EXERCISE BRIEF
Below is a block of records: output all of them exactly and leave out the pictures.
━━━ AVAILABLE DATA
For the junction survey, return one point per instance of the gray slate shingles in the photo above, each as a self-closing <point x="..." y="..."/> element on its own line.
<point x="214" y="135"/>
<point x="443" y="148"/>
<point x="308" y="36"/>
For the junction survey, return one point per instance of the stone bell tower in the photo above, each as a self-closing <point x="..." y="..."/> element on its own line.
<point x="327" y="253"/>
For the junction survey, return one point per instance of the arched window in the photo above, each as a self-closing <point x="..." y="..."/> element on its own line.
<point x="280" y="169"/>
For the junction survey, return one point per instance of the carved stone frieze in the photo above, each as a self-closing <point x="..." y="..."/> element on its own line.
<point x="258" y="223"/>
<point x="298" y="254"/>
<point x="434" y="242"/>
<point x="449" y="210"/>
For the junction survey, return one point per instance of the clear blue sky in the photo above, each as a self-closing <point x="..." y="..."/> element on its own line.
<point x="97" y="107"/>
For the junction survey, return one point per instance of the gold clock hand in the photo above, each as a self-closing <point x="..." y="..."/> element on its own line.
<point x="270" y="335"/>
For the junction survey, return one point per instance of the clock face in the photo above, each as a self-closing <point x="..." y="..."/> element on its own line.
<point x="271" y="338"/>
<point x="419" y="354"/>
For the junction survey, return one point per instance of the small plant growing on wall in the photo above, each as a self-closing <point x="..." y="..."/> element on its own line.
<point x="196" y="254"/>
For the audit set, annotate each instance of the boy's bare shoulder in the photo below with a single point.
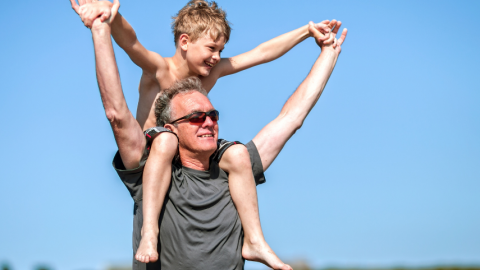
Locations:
(164, 76)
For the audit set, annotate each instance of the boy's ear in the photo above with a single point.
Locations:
(183, 41)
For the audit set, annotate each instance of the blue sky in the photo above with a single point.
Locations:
(384, 172)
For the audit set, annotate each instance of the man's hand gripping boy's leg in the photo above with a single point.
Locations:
(156, 181)
(236, 161)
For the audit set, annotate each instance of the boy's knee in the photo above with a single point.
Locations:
(165, 143)
(237, 154)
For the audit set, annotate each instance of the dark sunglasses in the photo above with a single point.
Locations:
(200, 117)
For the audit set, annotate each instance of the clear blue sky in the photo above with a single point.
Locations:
(384, 172)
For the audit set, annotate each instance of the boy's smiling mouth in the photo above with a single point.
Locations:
(209, 64)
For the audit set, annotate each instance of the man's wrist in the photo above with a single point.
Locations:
(101, 29)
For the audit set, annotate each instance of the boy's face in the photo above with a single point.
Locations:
(203, 54)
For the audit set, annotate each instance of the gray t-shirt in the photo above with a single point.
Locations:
(199, 224)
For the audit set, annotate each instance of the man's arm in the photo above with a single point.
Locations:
(268, 51)
(127, 132)
(271, 139)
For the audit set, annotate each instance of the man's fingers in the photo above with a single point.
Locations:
(323, 28)
(115, 7)
(314, 31)
(342, 37)
(75, 6)
(105, 16)
(332, 24)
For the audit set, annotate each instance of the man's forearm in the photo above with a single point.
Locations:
(123, 32)
(307, 94)
(271, 139)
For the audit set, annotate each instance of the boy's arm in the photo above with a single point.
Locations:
(271, 139)
(126, 38)
(123, 34)
(127, 132)
(268, 51)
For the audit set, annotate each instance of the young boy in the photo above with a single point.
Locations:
(200, 33)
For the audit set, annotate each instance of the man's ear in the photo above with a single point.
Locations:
(171, 127)
(183, 41)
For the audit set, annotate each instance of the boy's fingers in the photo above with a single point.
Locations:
(332, 24)
(323, 27)
(115, 7)
(337, 27)
(314, 31)
(343, 36)
(105, 16)
(75, 6)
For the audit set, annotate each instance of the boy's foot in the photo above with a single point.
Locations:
(147, 251)
(261, 252)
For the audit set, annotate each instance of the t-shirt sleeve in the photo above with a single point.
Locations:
(257, 166)
(133, 178)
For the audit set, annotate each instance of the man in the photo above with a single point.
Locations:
(200, 228)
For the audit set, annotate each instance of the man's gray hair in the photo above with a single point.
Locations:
(163, 107)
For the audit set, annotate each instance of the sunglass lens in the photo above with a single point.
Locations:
(197, 118)
(213, 115)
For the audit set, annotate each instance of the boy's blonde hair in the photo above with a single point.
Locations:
(201, 17)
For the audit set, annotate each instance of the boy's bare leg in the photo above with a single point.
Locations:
(156, 180)
(236, 161)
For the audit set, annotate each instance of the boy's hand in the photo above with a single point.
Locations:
(328, 40)
(91, 10)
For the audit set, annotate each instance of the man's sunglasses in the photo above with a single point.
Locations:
(200, 117)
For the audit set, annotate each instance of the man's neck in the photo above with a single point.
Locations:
(200, 162)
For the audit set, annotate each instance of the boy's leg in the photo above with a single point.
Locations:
(156, 181)
(236, 161)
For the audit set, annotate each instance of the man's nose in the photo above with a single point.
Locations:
(208, 122)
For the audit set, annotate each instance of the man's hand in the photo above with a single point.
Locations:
(325, 40)
(94, 12)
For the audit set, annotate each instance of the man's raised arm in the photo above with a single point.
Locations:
(127, 131)
(271, 139)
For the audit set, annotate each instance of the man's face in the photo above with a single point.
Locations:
(198, 138)
(204, 53)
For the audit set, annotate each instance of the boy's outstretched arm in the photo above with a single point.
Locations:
(269, 50)
(127, 131)
(123, 34)
(126, 38)
(271, 139)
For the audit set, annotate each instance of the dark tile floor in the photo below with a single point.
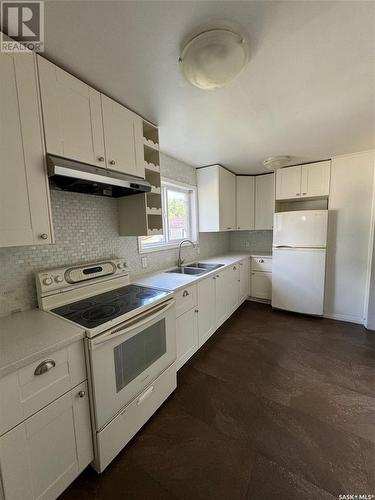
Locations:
(274, 405)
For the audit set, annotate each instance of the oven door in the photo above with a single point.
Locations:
(127, 358)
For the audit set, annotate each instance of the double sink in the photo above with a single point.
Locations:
(196, 268)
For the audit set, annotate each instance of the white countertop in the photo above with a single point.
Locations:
(173, 282)
(27, 336)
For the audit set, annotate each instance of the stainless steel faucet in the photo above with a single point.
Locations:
(180, 261)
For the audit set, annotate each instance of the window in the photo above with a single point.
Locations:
(179, 217)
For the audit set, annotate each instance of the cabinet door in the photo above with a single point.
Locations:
(221, 296)
(233, 289)
(72, 116)
(139, 152)
(119, 137)
(186, 336)
(315, 179)
(227, 200)
(244, 279)
(43, 455)
(25, 214)
(288, 183)
(261, 285)
(264, 201)
(245, 210)
(206, 309)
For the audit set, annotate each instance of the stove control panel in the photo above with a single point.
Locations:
(69, 277)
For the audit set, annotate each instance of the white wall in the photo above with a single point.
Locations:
(371, 302)
(350, 205)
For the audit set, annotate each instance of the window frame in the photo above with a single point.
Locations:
(193, 217)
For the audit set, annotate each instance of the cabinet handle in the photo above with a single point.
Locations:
(44, 367)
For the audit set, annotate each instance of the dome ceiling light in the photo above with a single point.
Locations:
(275, 162)
(213, 58)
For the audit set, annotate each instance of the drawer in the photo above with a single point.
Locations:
(186, 299)
(261, 264)
(112, 439)
(27, 390)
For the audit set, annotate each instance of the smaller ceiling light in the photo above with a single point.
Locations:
(213, 58)
(275, 162)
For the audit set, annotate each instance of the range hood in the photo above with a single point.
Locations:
(70, 175)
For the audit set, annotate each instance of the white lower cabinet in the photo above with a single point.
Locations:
(244, 280)
(186, 326)
(233, 290)
(41, 456)
(206, 309)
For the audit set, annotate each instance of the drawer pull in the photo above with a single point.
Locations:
(145, 395)
(44, 367)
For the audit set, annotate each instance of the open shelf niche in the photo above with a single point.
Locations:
(141, 214)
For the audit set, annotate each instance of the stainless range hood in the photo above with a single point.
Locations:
(70, 175)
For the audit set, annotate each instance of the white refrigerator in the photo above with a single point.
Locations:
(298, 261)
━━━━━━
ANSWER BELOW
For the junction survey, return one point per instance of the gray slate shingles in the photo above, each as a self-closing <point x="..." y="..."/> element on its own line.
<point x="214" y="135"/>
<point x="443" y="148"/>
<point x="308" y="36"/>
For the junction survey, return one point per instance of the stone bell tower in the photo above, each as a self-closing <point x="..." y="..."/> element on its own line.
<point x="327" y="253"/>
For the junction survey, return one point per instance of the arched window in the photo above, each as a self-closing <point x="..." y="..."/> element on its own line.
<point x="280" y="169"/>
For the junction survey, return one point per instance of the carved stone frieze in the photo above, each as a self-closing <point x="..." y="..."/> element on its own line.
<point x="258" y="223"/>
<point x="298" y="254"/>
<point x="434" y="242"/>
<point x="449" y="210"/>
For the junction survey, return one point per instance of the clear blue sky in the photo above, each as a self-closing <point x="..." y="..."/> element on its own line.
<point x="97" y="107"/>
For the junction survey, return one point per instance of the gold clock hand in the photo above, each as a self-closing <point x="..." y="..."/> element on its own line.
<point x="270" y="335"/>
For the junction survey, return one point per instance of the clock face in the photo above, each as a self-closing <point x="..." y="..."/> element on its own line.
<point x="271" y="338"/>
<point x="419" y="354"/>
For the junction survey, return one point per instance of the small plant growing on wall in the photo above, each as a self-closing <point x="..." y="..."/> element on its own line.
<point x="196" y="254"/>
For the audit set, annotate each instance of the boy's bare shoulder in the photo below with a single point.
Locations:
(164, 76)
For the audit set, annotate each instance of the boy's ear in the photo above with a single point.
Locations:
(183, 41)
For the audit set, annotate each instance of the blue sky in the photo above with a single point.
Locations:
(384, 172)
For the audit set, annotate each instance of the man's hand gripping boy's leg in the photo above with a single point.
Locations:
(156, 181)
(236, 161)
For the audit set, annotate each instance of the boy's knee in the photo above with a single point.
Locations:
(165, 143)
(237, 154)
For the audit set, annotate each instance of the dark sunglasses in the photo above with a single point.
Locations:
(200, 117)
For the audit set, annotate each instance of the clear blue sky in the photo above with a single point.
Locations:
(384, 172)
For the audit set, annotate each instance of the boy's smiling mouth in the photo above with a single point.
Locations:
(209, 64)
For the audit set, annotate each instance of the man's wrist in the photo above with a single point.
Locations:
(101, 29)
For the audit set, annotate each instance of the boy's face in the photo above with a single point.
Locations:
(203, 54)
For the audit set, annotate each instance of the gray t-shirt in the photo above with a single point.
Locations:
(199, 224)
For the audit set, annotate each instance of the man's arm in the photo above with a single point.
Locations:
(268, 51)
(127, 132)
(271, 139)
For the audit set, annotate each instance of the man's fingers in the photo above with a single point.
Locations:
(323, 28)
(115, 7)
(314, 31)
(342, 37)
(75, 6)
(105, 16)
(332, 24)
For the audit set, annotate each instance of the man's forearm in the photo above with a single point.
Locations:
(123, 32)
(307, 94)
(271, 139)
For the audit set, annotate each instance of the boy's arm in the photo above with a single point.
Locations:
(271, 139)
(126, 38)
(123, 34)
(127, 132)
(268, 51)
For the audit set, annotate each instance of the young boy in the photo above with a single point.
Locations:
(200, 33)
For the audit set, annotate each instance of the man's ear in the photo above with a single point.
Locations:
(171, 127)
(183, 41)
For the audit set, annotate each instance of the boy's fingers in the photo above with a single point.
Locations:
(332, 24)
(323, 27)
(115, 7)
(337, 27)
(314, 31)
(343, 36)
(105, 16)
(75, 6)
For the audit set, annotate each instance of the boy's foot in the photo above with a single point.
Locations:
(147, 251)
(261, 252)
For the audit set, annotate each instance of the t-shirt sleeve in the photo above with a single point.
Locations:
(257, 166)
(133, 178)
For the audit set, annotate each instance of the man in the photo above with a single point.
Locations:
(200, 228)
For the audit set, annotate each instance of the man's gray hair in the photo above with a single point.
Locations:
(163, 107)
For the audit set, annotate each instance of the sunglass lens in the photo above with a single point.
Locations:
(197, 118)
(213, 115)
For the audit set, annotate each instance of the boy's blonde hair in the photo above with a single point.
Locations:
(201, 17)
For the audit set, annotate each instance of the boy's bare leg in the photo above with a single point.
Locations:
(156, 180)
(236, 161)
For the audit set, annotate each instance of the boy's hand in the photo above with a single point.
Locations:
(328, 40)
(91, 10)
For the audit set, annotate each instance of the man's sunglasses in the photo above with a single point.
Locations:
(200, 117)
For the audit set, annotate each instance of the man's neck in the photo above with a single point.
Locations:
(200, 162)
For the audit set, annotate each instance of the boy's leg in the photo above with a single point.
Locations:
(156, 181)
(236, 161)
For the audit set, annotate each instance of the man's nose in the photo above with a single point.
Locations:
(208, 122)
For the audit set, annotate each instance of the man's hand in the photo above with a single point.
Locations:
(325, 40)
(94, 12)
For the audit set, annotate each instance of the man's raised arm in the photo above with a single point.
Locations:
(127, 131)
(271, 139)
For the audit set, annotate each instance of the man's face in the photo above with a single point.
Locations:
(198, 138)
(204, 53)
For the audit set, annotate each instance of the boy's outstretched arm in the photo above with a single point.
Locations:
(269, 50)
(127, 131)
(123, 34)
(126, 38)
(271, 139)
For the audit set, annotate each instance of the dark tile floor in the photo below with a single point.
Locations:
(274, 405)
For the audit set, annotate each instance of the oven door in the photo above with a single point.
Locations:
(127, 358)
For the audit set, annotate each instance of the double sink in the photo above with a single point.
Locations:
(196, 268)
For the audit set, annotate each instance of the white countertop in the photo above with a single point.
Locations:
(173, 282)
(27, 336)
For the audit set, annotate each instance of the stainless steel faucet in the photo above with a single point.
Locations:
(180, 261)
For the audit set, annotate each instance of the window in the photo above with a single point.
Locations:
(179, 217)
For the audit set, annotate each instance of the cabinet door in the photo above with a single point.
Locations:
(221, 296)
(233, 289)
(72, 116)
(139, 152)
(119, 137)
(186, 336)
(315, 179)
(227, 200)
(244, 279)
(43, 455)
(25, 214)
(288, 183)
(261, 285)
(264, 201)
(245, 210)
(206, 309)
For the audit set, annotate each instance of the stove control panel in the photo above with a single point.
Locations:
(69, 277)
For the audit set, annotate each instance of the white wall in the photo above with a single point.
Locations:
(371, 302)
(350, 205)
For the audit set, annotate each instance of the window frame in the photo above with a single point.
Locations:
(193, 217)
For the audit set, annotate each instance of the cabinet handle in the photo above with a single point.
Locations:
(44, 367)
For the audit set, annotate each instance of the dome ceiling light in the photo above with a single point.
Locations:
(275, 162)
(213, 58)
For the audit set, annotate each instance of the drawer in the photo above with a single point.
Locations:
(186, 299)
(261, 264)
(112, 439)
(27, 390)
For the audit set, annotate each instance of the smaller ceiling light in the photo above with a single point.
Locations:
(213, 58)
(275, 162)
For the audit set, annotate each instance of the range hood in the photo above with a single point.
Locations:
(70, 175)
For the audit set, annotate each instance of the white lower cabinet in the photo above with a single point.
Locations:
(244, 280)
(186, 326)
(233, 290)
(41, 456)
(206, 309)
For the audit set, annotate each instance of the drawer pull in the photo above with a single point.
Locations:
(145, 395)
(44, 367)
For the audit set, annotate each instance of the open shelf niche in the photo above with a single point.
Locations:
(141, 214)
For the audit set, annotate each instance of the stainless range hood in the photo above with a single point.
Locations:
(70, 175)
For the audit set, annotate each instance of the white refrigerator in the photo above with a single point.
Locations:
(298, 261)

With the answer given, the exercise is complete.